* BEGIN Given records *

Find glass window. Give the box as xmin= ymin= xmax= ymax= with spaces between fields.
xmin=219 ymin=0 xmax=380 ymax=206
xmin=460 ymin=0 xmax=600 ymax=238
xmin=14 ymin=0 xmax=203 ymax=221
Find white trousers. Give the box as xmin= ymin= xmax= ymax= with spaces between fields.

* END Given records *

Stated task: Can you arrange every line of these items as a JSON list of strings, one string per line, leaving out any blank lines?

The completed task:
[
  "Find glass window. Give the box as xmin= ymin= xmax= ymax= with spaces between fields.",
  "xmin=219 ymin=0 xmax=380 ymax=206",
  "xmin=460 ymin=0 xmax=600 ymax=238",
  "xmin=14 ymin=0 xmax=203 ymax=221",
  "Find white trousers. Give the box as xmin= ymin= xmax= ymax= with spaces between fields."
]